Extrait du texte =
= = = = =

Cependant Léonnatus le Macédonien avait remarqué un Italien qui s’attachait à Pyrrhus et qui suivait à cheval toutes ses courses, tous ses mouvements : « Roi, dit-il, vois-tu ce cavalier barbare qui a un cheval noir aux pieds blancs ? Il paraît méditer quelque grand et mauvais dessein ; car il ne te perd pas de vue, l’œil fixé sur toi, impatient et plein de feu, et ne s’attaque à aucun autre. Défie-toi de cet homme. — Pyrrhus répondit : La destinée est inévitable ; mais ni celui-ci, ni tout autre Italien ne se réjouira d’en être venu aux mains avec nous. » Ils parlaient encore lorsque l’Italien, prenant sa lance par le milieu et ramassant son cheval, fondit sur Pyrrhus : il perça de sa lance le cheval du prince ; mais en même temps le sien fut frappé par Léonnatus. Les deux chevaux tombèrent ; mais Pyrrhus fut entouré et enlevé par ses amis, qui tuèrent l’Italien. Cet homme se défendit vaillamment ; il était de Férentum, il commandait un escadron de cavalerie, et se nommait Oplacus.

= = = = =

Données fournies =

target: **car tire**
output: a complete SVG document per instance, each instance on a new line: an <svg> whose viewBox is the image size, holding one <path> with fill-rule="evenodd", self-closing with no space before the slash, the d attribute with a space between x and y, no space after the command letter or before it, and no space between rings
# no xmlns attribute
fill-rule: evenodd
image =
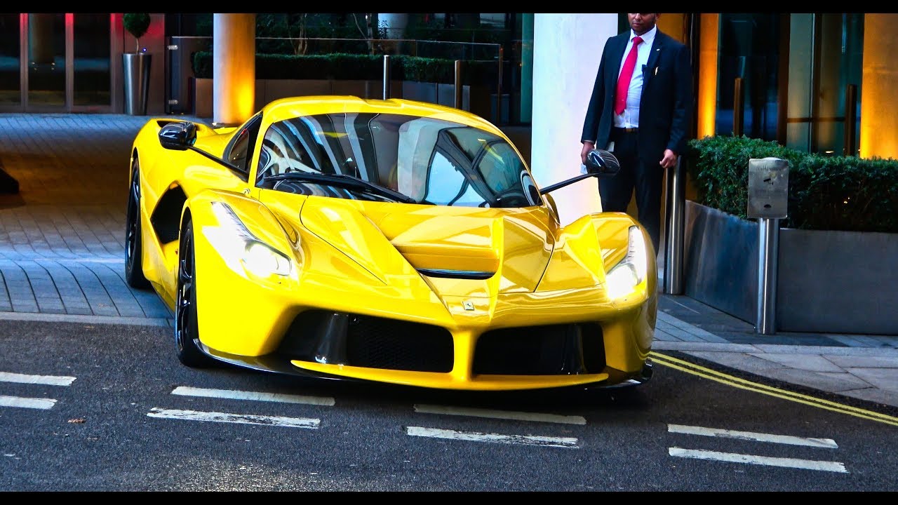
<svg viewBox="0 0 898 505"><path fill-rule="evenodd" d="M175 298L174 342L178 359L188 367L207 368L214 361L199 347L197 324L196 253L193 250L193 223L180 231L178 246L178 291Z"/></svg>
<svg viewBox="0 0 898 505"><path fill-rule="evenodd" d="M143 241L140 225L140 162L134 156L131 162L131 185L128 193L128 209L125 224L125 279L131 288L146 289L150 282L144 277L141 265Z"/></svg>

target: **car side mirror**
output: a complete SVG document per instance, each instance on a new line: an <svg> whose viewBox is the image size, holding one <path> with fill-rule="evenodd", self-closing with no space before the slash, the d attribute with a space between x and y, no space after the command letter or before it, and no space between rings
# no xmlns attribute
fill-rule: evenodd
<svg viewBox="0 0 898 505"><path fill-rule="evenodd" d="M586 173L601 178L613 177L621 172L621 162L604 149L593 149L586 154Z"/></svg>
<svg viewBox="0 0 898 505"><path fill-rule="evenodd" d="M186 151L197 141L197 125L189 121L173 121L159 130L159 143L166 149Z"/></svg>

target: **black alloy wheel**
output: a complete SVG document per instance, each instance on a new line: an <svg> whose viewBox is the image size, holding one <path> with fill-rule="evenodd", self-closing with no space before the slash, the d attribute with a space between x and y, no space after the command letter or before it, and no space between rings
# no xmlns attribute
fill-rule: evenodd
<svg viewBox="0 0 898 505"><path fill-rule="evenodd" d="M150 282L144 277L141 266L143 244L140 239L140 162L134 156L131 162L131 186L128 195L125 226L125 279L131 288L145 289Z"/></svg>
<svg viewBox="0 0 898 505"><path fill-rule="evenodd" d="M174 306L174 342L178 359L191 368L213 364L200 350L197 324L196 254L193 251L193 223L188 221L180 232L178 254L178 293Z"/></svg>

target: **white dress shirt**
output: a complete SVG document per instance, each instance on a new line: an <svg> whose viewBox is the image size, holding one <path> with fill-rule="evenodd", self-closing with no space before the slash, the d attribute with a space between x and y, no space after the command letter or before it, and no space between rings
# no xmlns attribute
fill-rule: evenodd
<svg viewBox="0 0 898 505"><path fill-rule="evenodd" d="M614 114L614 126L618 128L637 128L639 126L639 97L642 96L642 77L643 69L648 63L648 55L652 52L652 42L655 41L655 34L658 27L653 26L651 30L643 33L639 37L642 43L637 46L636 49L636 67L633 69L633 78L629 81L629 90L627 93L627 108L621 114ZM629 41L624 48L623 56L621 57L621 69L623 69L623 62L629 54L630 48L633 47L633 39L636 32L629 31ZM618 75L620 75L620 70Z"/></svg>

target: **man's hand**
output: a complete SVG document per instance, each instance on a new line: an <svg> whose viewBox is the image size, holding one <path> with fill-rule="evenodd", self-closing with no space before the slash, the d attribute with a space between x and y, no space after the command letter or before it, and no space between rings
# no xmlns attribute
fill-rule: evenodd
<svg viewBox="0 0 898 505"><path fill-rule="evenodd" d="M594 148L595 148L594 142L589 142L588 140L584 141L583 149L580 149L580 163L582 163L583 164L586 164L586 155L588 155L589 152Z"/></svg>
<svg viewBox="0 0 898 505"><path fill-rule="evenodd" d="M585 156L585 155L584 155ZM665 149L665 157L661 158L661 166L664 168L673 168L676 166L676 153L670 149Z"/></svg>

= = = = =

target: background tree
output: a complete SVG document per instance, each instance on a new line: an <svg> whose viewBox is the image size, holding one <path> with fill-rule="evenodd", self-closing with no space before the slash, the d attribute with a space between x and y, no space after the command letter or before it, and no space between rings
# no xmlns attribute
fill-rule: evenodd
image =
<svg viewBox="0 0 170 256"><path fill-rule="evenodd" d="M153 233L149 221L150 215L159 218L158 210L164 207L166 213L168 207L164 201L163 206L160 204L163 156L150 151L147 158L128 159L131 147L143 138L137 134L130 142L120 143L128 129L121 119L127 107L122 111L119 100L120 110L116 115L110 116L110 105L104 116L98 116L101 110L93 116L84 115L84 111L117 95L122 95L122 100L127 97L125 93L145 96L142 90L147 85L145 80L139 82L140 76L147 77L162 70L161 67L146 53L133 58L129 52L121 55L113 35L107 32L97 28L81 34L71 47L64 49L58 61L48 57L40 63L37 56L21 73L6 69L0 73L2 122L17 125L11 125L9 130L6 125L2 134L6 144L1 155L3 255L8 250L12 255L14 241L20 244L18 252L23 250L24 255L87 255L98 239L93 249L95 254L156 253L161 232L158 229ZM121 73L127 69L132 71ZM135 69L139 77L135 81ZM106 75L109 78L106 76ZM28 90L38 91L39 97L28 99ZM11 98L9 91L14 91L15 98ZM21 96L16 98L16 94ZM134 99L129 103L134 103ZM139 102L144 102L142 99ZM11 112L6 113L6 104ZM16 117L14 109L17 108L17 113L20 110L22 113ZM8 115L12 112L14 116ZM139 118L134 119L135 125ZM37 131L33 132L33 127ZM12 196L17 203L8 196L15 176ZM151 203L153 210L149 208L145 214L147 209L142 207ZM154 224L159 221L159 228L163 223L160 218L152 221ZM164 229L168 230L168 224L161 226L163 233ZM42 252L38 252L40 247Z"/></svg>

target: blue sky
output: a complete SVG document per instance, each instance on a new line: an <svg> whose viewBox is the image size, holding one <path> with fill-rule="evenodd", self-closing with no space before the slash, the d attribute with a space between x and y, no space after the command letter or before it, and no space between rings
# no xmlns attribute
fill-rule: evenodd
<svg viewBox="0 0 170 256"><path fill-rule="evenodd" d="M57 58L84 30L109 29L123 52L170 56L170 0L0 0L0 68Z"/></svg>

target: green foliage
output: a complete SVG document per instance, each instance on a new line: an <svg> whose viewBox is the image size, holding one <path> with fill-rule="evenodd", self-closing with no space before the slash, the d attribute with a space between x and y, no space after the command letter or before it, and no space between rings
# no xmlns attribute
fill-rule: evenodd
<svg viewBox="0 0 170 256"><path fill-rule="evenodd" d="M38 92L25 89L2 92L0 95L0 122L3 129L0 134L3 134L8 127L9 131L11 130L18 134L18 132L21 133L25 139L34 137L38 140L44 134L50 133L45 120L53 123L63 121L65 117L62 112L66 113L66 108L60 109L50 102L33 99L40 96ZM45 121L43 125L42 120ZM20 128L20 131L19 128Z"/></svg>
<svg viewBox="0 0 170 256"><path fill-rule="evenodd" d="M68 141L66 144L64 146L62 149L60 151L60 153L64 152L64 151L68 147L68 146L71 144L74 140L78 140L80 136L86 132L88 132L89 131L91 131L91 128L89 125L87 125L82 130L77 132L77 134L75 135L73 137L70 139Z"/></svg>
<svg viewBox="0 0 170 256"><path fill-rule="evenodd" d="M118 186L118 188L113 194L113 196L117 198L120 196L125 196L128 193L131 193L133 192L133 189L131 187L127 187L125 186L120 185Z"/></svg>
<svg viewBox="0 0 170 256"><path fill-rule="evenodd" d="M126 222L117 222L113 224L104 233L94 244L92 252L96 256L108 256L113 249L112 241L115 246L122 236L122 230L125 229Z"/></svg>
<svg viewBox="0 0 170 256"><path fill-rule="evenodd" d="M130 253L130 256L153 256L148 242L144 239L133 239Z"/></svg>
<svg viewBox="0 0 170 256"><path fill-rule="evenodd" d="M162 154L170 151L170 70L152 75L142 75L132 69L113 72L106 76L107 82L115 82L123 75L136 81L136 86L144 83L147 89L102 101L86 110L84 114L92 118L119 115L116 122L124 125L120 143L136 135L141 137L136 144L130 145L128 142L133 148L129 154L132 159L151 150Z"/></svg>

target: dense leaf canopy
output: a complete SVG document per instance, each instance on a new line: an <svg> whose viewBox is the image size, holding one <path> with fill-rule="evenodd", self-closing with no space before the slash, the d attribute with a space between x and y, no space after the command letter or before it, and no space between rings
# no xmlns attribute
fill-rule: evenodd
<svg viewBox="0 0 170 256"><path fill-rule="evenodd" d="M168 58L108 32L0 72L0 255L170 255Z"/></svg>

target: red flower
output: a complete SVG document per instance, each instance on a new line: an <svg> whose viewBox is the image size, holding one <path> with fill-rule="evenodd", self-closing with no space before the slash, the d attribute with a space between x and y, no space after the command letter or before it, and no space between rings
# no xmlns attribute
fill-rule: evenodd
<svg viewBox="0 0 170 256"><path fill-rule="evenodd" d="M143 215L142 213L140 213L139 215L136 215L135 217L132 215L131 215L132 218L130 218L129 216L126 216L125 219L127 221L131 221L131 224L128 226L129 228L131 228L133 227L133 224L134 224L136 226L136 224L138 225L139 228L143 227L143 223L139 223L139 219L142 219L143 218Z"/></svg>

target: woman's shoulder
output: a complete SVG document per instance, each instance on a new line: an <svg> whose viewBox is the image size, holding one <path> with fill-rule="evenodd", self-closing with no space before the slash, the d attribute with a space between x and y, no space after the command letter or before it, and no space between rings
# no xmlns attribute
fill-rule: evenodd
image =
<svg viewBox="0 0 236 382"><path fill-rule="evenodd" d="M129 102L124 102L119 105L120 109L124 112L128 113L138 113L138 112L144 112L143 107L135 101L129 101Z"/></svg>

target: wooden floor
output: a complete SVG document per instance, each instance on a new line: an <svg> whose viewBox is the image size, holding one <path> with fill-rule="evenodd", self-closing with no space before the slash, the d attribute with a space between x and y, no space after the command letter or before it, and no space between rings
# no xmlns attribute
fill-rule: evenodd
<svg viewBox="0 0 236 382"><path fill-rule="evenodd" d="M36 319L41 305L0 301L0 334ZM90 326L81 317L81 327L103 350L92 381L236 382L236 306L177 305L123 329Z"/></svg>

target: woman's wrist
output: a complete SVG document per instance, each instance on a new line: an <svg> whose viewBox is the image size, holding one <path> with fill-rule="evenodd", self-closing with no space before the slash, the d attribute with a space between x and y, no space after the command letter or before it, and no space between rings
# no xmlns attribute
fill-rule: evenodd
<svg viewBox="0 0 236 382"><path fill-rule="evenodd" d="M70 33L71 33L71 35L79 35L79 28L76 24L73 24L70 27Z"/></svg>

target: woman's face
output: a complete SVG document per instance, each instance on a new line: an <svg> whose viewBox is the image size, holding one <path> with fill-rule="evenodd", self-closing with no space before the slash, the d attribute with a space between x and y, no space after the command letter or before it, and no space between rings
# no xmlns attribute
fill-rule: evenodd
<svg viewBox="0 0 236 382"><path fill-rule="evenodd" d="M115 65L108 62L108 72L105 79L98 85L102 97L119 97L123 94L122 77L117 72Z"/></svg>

= = = = =

Consigne =
Reproduisez intégralement et sans aucune modification l'extrait sur l'attaque de l'Italien contre Pyrrhus.

Solution =
Cependant Léonnatus le Macédonien avait remarqué un Italien qui s’attachait à Pyrrhus et qui suivait à cheval toutes ses courses, tous ses mouvements : « Roi, dit-il, vois-tu ce cavalier barbare qui a un cheval noir aux pieds blancs ? Il paraît méditer quelque grand et mauvais dessein ; car il ne te perd pas de vue, l’œil fixé sur toi, impatient et plein de feu, et ne s’attaque à aucun autre. Défie-toi de cet homme. — Pyrrhus répondit : La destinée est inévitable ; mais ni celui-ci, ni tout autre Italien ne se réjouira d’en être venu aux mains avec nous. » Ils parlaient encore lorsque l’Italien, prenant sa lance par le milieu et ramassant son cheval, fondit sur Pyrrhus : il perça de sa lance le cheval du prince ; mais en même temps le sien fut frappé par Léonnatus. Les deux chevaux tombèrent ; mais Pyrrhus fut entouré et enlevé par ses amis, qui tuèrent l’Italien. Cet homme se défendit vaillamment ; il était de Férentum, il commandait un escadron de cavalerie, et se nommait Oplacus.